**What to produce:** Tally the lines below that hold the string "photograph", and report the tally by itself.

**Source data:**
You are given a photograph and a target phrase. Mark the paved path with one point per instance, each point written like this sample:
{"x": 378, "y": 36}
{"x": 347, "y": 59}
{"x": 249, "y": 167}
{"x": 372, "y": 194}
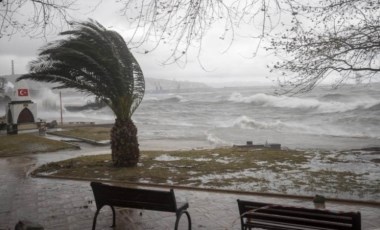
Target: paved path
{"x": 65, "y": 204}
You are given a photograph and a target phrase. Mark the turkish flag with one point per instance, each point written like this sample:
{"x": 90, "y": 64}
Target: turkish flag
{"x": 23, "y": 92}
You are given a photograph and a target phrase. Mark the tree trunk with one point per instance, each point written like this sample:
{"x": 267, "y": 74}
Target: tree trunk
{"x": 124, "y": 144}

==

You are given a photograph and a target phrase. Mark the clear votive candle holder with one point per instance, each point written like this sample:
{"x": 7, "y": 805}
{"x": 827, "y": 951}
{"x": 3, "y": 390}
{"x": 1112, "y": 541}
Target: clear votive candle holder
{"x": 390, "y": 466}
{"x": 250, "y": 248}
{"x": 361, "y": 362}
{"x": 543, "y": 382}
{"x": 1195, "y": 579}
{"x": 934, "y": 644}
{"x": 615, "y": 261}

**Answer to the problem:** 4